═════ Supplied entries ═════

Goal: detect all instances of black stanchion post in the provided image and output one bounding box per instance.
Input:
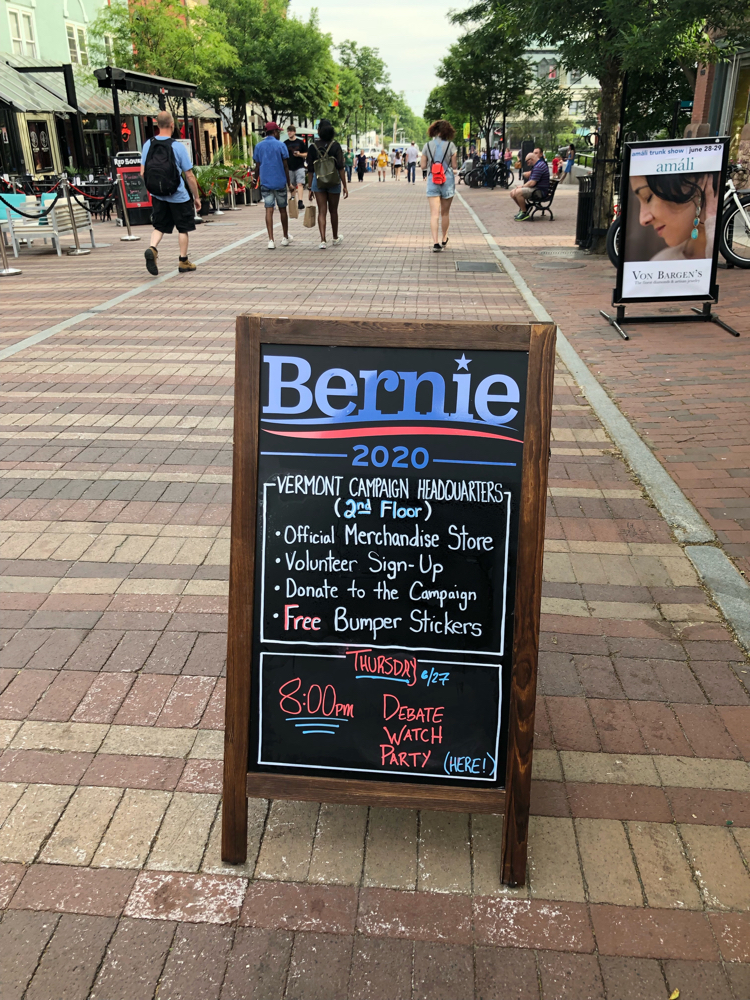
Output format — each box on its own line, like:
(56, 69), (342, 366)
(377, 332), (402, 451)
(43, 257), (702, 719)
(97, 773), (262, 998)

═════

▶ [Problem statement]:
Reproduce every line of the item above verbatim, omitting the picture.

▶ [Written response]:
Goal: detect all instances of black stanchion post in the provided image and output one bounding box per instance.
Input:
Output format — each box on its own line, like:
(56, 69), (342, 366)
(377, 332), (402, 451)
(43, 257), (702, 719)
(97, 773), (262, 998)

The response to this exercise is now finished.